EXTRACT PROVIDED
The fact Hansen will now go off in the 8-1 to 10-1 range doesn’t bother his owner one bit.

“We kind of snuck up on the Breeders’ Cup, and now it looks like all the attention is going to be spread around seven or eight horses, which is great,” he said. “Maybe I’ll get a breather. All the other owners should get their time in front of the camera, bragging about their horses.”

Hansen can talk a blue streak when you ask him how his distance-challenged colt can win the roses. Normally, you could write this off as the ravings of a dreamy-eyed owner overcome by Derby fever. But Hansen is no dilettante. On more than one occasion, dating to his days working in an Indianapolis Ford plant, he has put his money where his mouth is, and walked away with a bundle.

HHe already has his wagering strategy down for the Derby, looking to cash another huge pick 4.

TASK INSTRUCTIONS
Can you repeat the Derby excerpt word for word between "Hansen can talk" and "with a bundle.", inclusive?

Stored items

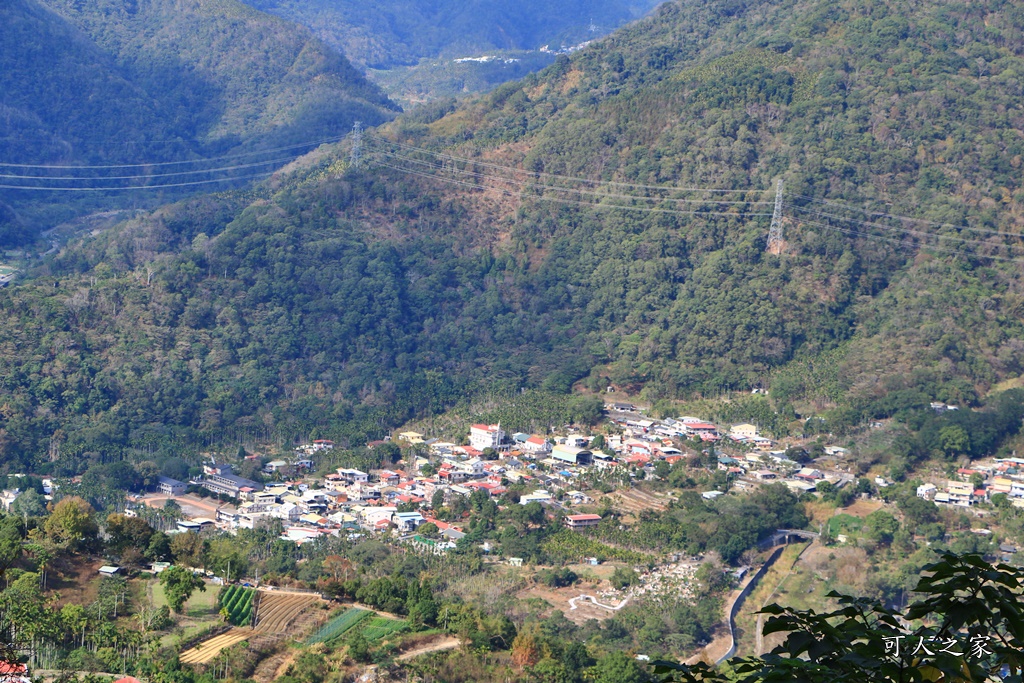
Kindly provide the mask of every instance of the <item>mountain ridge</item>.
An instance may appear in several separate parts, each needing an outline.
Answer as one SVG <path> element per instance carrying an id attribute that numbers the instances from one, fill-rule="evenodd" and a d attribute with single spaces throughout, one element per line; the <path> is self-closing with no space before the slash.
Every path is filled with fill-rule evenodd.
<path id="1" fill-rule="evenodd" d="M 16 187 L 106 187 L 104 176 L 128 173 L 136 185 L 186 182 L 197 177 L 145 176 L 167 162 L 194 163 L 165 172 L 215 168 L 195 162 L 337 138 L 353 121 L 381 123 L 398 109 L 304 28 L 234 0 L 11 0 L 0 12 L 0 160 L 16 174 L 0 200 L 25 214 L 20 227 L 5 221 L 3 246 L 33 237 L 25 225 L 118 205 Z M 122 164 L 133 166 L 113 169 Z M 70 168 L 79 165 L 96 168 Z M 86 178 L 46 180 L 61 169 L 45 166 Z M 225 175 L 246 173 L 215 177 Z M 176 196 L 165 189 L 148 206 Z"/>
<path id="2" fill-rule="evenodd" d="M 12 343 L 41 358 L 4 353 L 7 453 L 56 425 L 80 451 L 147 424 L 357 441 L 488 382 L 651 401 L 765 388 L 766 410 L 834 431 L 975 404 L 1024 372 L 1022 29 L 999 0 L 668 3 L 371 133 L 358 169 L 338 145 L 257 201 L 166 207 L 4 293 Z M 542 173 L 634 196 L 559 194 Z M 741 214 L 779 177 L 772 255 L 769 218 Z M 651 206 L 640 185 L 748 194 L 715 216 L 675 210 L 710 213 L 698 193 L 611 208 Z M 40 346 L 47 327 L 65 350 Z"/>

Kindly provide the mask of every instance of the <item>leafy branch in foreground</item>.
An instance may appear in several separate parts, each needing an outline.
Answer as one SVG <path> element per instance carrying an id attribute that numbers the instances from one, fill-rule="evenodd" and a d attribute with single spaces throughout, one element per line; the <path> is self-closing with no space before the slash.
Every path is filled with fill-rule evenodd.
<path id="1" fill-rule="evenodd" d="M 925 567 L 922 599 L 902 612 L 836 592 L 839 608 L 821 614 L 769 605 L 764 635 L 787 634 L 770 653 L 734 659 L 729 672 L 657 661 L 654 674 L 686 683 L 1020 682 L 1022 585 L 1024 569 L 946 554 Z"/>

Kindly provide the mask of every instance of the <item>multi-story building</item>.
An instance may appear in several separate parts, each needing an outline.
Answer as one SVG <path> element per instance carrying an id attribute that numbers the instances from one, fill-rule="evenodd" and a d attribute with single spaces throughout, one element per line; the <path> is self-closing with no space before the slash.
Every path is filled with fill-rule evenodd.
<path id="1" fill-rule="evenodd" d="M 473 425 L 469 428 L 469 444 L 478 451 L 502 447 L 505 432 L 501 425 Z"/>

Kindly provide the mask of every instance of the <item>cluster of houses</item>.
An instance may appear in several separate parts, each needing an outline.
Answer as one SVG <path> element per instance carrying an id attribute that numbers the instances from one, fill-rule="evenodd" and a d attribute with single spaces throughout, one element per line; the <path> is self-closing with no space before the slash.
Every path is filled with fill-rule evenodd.
<path id="1" fill-rule="evenodd" d="M 591 447 L 593 437 L 583 434 L 548 438 L 527 433 L 507 434 L 499 424 L 474 424 L 465 444 L 427 438 L 414 431 L 397 434 L 398 442 L 423 444 L 426 449 L 421 453 L 429 454 L 429 458 L 417 457 L 402 469 L 364 472 L 341 467 L 315 482 L 295 476 L 294 480 L 260 484 L 236 474 L 230 465 L 210 464 L 204 467 L 203 478 L 194 483 L 227 494 L 241 504 L 220 506 L 216 518 L 183 520 L 179 528 L 195 531 L 255 528 L 280 519 L 285 524 L 284 538 L 300 544 L 323 535 L 387 532 L 407 539 L 425 552 L 441 553 L 454 547 L 463 531 L 458 525 L 445 524 L 431 516 L 431 502 L 437 492 L 442 492 L 446 501 L 476 490 L 499 498 L 507 493 L 509 483 L 515 482 L 526 484 L 530 490 L 520 496 L 522 505 L 532 502 L 562 507 L 580 505 L 592 502 L 585 493 L 577 490 L 583 472 L 614 467 L 650 472 L 657 461 L 676 463 L 686 456 L 674 445 L 673 439 L 713 443 L 727 436 L 755 447 L 771 444 L 753 425 L 736 425 L 723 436 L 716 425 L 697 418 L 654 421 L 635 415 L 633 407 L 629 409 L 624 415 L 616 414 L 617 408 L 609 409 L 623 433 L 607 437 L 599 450 Z M 332 442 L 318 440 L 296 451 L 308 458 L 333 447 Z M 774 455 L 773 452 L 766 457 Z M 721 459 L 720 466 L 730 472 L 746 473 L 746 468 L 730 460 Z M 273 461 L 265 469 L 288 475 L 311 465 L 308 460 Z M 766 466 L 758 463 L 758 468 Z M 796 481 L 808 482 L 813 489 L 814 480 L 823 475 L 812 470 L 798 472 L 796 476 Z M 763 478 L 769 477 L 765 474 Z M 161 489 L 168 495 L 178 495 L 184 487 L 183 482 L 161 480 Z M 593 514 L 569 514 L 565 524 L 583 528 L 597 524 L 600 519 Z M 417 529 L 428 522 L 439 531 L 435 538 L 417 535 Z"/>
<path id="2" fill-rule="evenodd" d="M 25 477 L 26 477 L 25 474 L 9 474 L 8 484 L 14 483 L 18 479 Z M 13 479 L 14 481 L 11 481 L 11 479 Z M 50 501 L 53 500 L 53 492 L 56 489 L 57 485 L 52 479 L 48 478 L 43 479 L 42 484 L 43 484 L 43 500 L 49 503 Z M 2 506 L 6 512 L 10 512 L 10 506 L 24 493 L 25 492 L 22 489 L 20 486 L 11 486 L 9 488 L 4 488 L 3 490 L 0 490 L 0 506 Z"/>
<path id="3" fill-rule="evenodd" d="M 947 479 L 941 486 L 934 483 L 918 486 L 918 498 L 962 508 L 991 501 L 996 494 L 1005 495 L 1014 507 L 1024 508 L 1024 459 L 982 461 L 956 470 L 956 478 Z"/>

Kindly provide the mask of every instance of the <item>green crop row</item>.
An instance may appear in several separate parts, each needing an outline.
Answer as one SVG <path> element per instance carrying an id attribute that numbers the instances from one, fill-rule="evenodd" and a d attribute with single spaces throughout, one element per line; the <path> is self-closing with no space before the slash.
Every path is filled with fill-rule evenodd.
<path id="1" fill-rule="evenodd" d="M 249 623 L 256 592 L 243 586 L 228 586 L 220 592 L 220 606 L 227 611 L 227 621 L 236 626 Z"/>
<path id="2" fill-rule="evenodd" d="M 370 616 L 371 612 L 366 609 L 352 607 L 338 614 L 306 640 L 307 645 L 313 643 L 328 643 L 344 635 L 349 629 L 359 624 L 364 618 Z"/>
<path id="3" fill-rule="evenodd" d="M 387 638 L 393 633 L 398 633 L 399 631 L 404 631 L 409 628 L 409 622 L 404 620 L 393 620 L 386 618 L 384 616 L 376 616 L 367 622 L 366 627 L 359 630 L 359 633 L 369 642 L 375 642 Z"/>

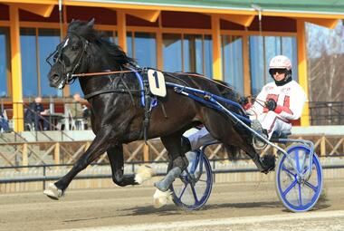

OUTPUT
Hansen can talk a blue streak when you ask him how his distance-challenged colt can win the roses. Normally, you could write this off as the ravings of a dreamy-eyed owner overcome by Derby fever. But Hansen is no dilettante. On more than one occasion, dating to his days working in an Indianapolis Ford plant, he has put his money where his mouth is, and walked away with a bundle.